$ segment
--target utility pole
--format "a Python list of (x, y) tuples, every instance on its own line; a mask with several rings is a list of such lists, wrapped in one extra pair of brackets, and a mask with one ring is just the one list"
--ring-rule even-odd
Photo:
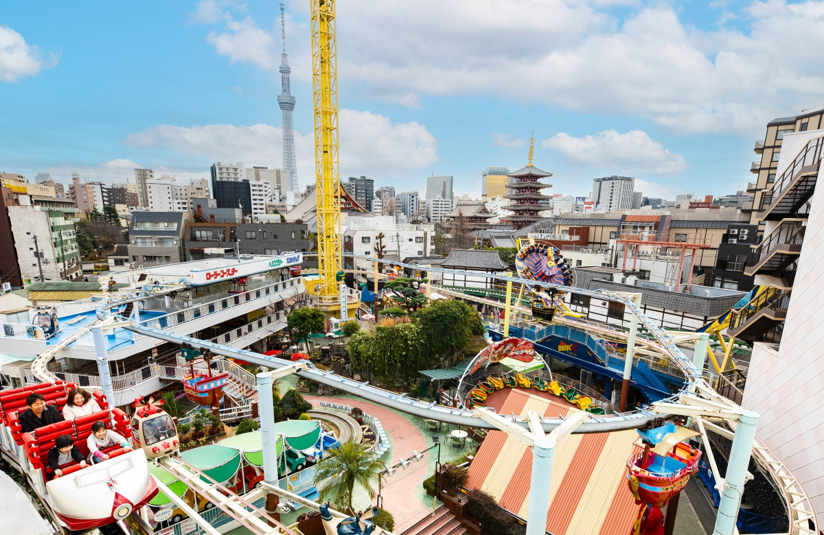
[(37, 269), (40, 272), (40, 282), (45, 282), (45, 277), (43, 277), (43, 258), (40, 258), (40, 249), (37, 246), (37, 235), (32, 236), (35, 239), (35, 256), (37, 257)]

++++++

◆ What is expected
Rewrite all the rows above with "utility pole" changed to "telephone pole" and nothing else altered. Leave out the pictures.

◆ Expected output
$ segment
--target telephone pole
--format "a Python list of (x, y) tuples, every instance on its own line; a mask with several rings is a list of such lists, wrapped in one extra pair of brackets, and a mask with one ring is just the one list"
--ring-rule even-odd
Photo:
[(37, 269), (40, 272), (40, 282), (45, 282), (45, 277), (43, 277), (43, 258), (40, 258), (40, 249), (37, 246), (37, 235), (32, 236), (35, 239), (35, 256), (37, 257)]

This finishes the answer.